PROBLEM DETAILS:
For each line of the material below, give that line again word for word.

RECORDS PROVIDED:

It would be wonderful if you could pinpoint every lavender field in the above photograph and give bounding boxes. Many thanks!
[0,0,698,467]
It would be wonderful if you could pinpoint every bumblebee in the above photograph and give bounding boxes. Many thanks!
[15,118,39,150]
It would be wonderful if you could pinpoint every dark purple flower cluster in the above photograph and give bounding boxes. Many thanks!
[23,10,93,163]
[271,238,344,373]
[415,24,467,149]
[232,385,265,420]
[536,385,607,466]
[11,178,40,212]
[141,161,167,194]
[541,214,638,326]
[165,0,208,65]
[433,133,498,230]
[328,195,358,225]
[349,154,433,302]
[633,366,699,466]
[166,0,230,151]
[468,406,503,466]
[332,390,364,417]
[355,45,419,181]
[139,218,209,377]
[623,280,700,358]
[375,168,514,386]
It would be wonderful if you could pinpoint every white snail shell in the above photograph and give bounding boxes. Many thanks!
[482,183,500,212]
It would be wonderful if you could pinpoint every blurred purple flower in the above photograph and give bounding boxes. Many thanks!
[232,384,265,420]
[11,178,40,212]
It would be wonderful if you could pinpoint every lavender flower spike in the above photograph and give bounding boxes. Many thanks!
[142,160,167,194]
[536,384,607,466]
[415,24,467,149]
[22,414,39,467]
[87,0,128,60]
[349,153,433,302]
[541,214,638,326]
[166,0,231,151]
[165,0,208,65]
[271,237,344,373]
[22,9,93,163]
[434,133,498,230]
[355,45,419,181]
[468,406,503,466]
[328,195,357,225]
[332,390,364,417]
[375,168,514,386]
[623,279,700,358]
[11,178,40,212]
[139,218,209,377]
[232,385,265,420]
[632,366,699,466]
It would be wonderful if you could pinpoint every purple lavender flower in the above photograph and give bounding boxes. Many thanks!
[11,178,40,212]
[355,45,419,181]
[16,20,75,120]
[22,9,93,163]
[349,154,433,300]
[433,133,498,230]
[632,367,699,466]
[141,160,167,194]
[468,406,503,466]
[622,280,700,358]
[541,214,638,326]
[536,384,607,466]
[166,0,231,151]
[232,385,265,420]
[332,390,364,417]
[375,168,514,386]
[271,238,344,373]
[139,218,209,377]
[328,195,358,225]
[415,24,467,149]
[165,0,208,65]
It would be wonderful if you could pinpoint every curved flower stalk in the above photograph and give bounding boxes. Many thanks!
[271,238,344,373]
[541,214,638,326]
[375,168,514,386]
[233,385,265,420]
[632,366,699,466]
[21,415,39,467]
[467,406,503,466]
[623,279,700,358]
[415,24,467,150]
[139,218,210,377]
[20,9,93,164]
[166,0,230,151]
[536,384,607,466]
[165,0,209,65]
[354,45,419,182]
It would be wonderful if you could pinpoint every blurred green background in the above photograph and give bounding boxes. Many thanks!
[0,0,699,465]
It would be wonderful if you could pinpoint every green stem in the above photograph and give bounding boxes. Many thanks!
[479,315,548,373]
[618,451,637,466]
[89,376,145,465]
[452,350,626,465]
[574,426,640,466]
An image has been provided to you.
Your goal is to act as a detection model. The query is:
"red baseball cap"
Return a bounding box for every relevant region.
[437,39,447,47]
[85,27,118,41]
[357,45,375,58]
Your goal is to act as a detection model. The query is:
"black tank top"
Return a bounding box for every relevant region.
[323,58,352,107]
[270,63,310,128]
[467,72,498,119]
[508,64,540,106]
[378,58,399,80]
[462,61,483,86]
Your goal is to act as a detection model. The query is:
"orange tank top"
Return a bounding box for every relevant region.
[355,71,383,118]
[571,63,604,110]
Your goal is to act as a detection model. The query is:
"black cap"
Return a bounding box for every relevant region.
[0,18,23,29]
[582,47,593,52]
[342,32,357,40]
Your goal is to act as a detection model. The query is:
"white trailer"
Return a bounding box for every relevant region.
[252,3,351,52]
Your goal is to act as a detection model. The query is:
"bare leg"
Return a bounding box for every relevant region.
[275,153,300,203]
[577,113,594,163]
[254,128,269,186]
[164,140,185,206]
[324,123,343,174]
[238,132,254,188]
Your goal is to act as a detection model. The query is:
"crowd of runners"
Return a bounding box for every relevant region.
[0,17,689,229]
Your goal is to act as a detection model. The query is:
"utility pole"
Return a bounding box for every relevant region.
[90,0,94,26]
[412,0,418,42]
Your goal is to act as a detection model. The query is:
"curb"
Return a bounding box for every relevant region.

WRITTEN ANSWER:
It would be wonderful if you could pinpoint every lavender field in the above photograph and give bounding boxes. Many thanks!
[0,0,698,467]
It would be wonderful if you could pinpoint every bumblebee in the above photograph and give bounding boxes. Many thanks!
[15,118,39,150]
It would be wonderful if you could pinpoint every dark purple flower cluster in the above photograph and give bounding boxes. Many thanks!
[23,10,93,163]
[271,238,344,373]
[415,24,467,149]
[232,385,265,420]
[536,385,607,466]
[11,178,40,212]
[141,161,167,194]
[541,214,638,326]
[165,0,208,65]
[433,133,498,230]
[328,195,358,225]
[349,154,433,302]
[633,366,699,466]
[166,0,230,151]
[468,406,503,466]
[332,390,364,417]
[355,45,419,181]
[139,218,209,377]
[623,280,700,358]
[375,168,514,386]
It would be wonderful if you could pinpoint every white snail shell in the above photograph and give bounding boxes. Many thanks!
[482,183,500,212]
It would be wonderful if you could pinpoint every blurred purple flower in the above photograph and give bounding boxes. Many thanks!
[232,384,265,420]
[11,178,40,212]
It would be wonderful if you could pinpoint every lavender flower spike in the above photograph and give bounding boxes. Many thanks!
[142,160,167,194]
[536,384,607,466]
[415,24,467,149]
[22,414,39,467]
[87,0,128,60]
[349,153,433,302]
[541,214,638,326]
[166,0,231,151]
[165,0,208,65]
[271,237,344,373]
[22,9,93,163]
[434,133,498,230]
[355,45,419,181]
[468,406,503,466]
[328,195,357,225]
[332,390,364,417]
[375,168,514,386]
[623,279,700,358]
[11,178,40,212]
[139,218,209,377]
[232,385,265,420]
[632,366,699,466]
It would be wonderful if you could pinpoint every purple lavender flower in the above photograph and give bounding boxes. Many thanks!
[11,178,40,212]
[355,45,419,181]
[16,20,75,120]
[22,9,93,163]
[349,154,433,300]
[433,133,498,230]
[632,367,699,466]
[141,160,167,194]
[468,406,503,466]
[622,280,700,358]
[541,214,638,326]
[536,384,607,466]
[166,0,231,151]
[232,385,265,420]
[332,390,364,417]
[375,168,514,386]
[271,238,344,373]
[139,218,209,377]
[328,195,358,225]
[415,24,467,149]
[165,0,208,65]
It would be wonderful if you could pinpoint every curved flower stalk in the above photograph and give bounding boxes. Many thanks!
[271,238,344,373]
[541,214,638,326]
[375,168,514,386]
[233,385,265,420]
[632,366,699,466]
[21,415,39,467]
[467,406,503,466]
[623,279,700,358]
[415,24,467,150]
[139,218,210,377]
[20,9,93,164]
[166,0,230,151]
[536,384,607,466]
[165,0,209,65]
[354,45,419,182]
It would be wonderful if you could pinpoint every blurred green background in the above photograph and give bounding boxes. Many thanks!
[0,0,699,465]
It would be wonderful if you could pinpoint every green stem in the above photograph and give bounding boxes. Many thanks!
[479,315,548,373]
[618,451,637,466]
[89,376,145,465]
[452,350,626,465]
[574,426,640,466]
An image has been provided to you.
Your goal is to act as a detection model. The query is:
"red baseball cap"
Return a bounding box for every relevant region.
[437,39,447,47]
[85,27,118,41]
[357,45,375,58]
Your goal is to act as a detection model. The query is:
"black tank top"
Return a bounding box for every relevant region.
[323,58,352,107]
[270,63,310,128]
[467,72,498,119]
[508,64,540,106]
[378,58,399,80]
[462,61,483,86]
Your goal is to act as a detection model. The query is:
"orange tank top"
Return a bounding box for every relevant region.
[355,71,383,118]
[571,63,604,110]
Your goal is to act as a detection model. The query is:
"black cap"
Return a bounding box for every relevant region.
[0,18,23,29]
[582,47,593,52]
[342,32,357,40]
Your goal is to act as a detection model. The query is:
"white trailer"
Return a bounding box for every relevant region.
[252,3,351,52]
Your goal is to act as a detection model. The query is:
"bare leg"
Return a bounding box for every relevant region.
[275,153,300,203]
[577,113,594,163]
[254,128,269,186]
[164,140,185,206]
[324,123,343,174]
[238,132,254,188]
Your goal is to act as a detection model. The query is:
"crowd of runners"
Return a bounding box for every relevant region.
[0,17,689,229]
Your goal is to act as a detection model. The query is:
"utility pole"
Return a bounding box for every relevant region.
[90,0,94,26]
[412,0,418,42]
Your goal is to act as a detection model. The query is:
"curb"
Return a bounding box for every relevant region.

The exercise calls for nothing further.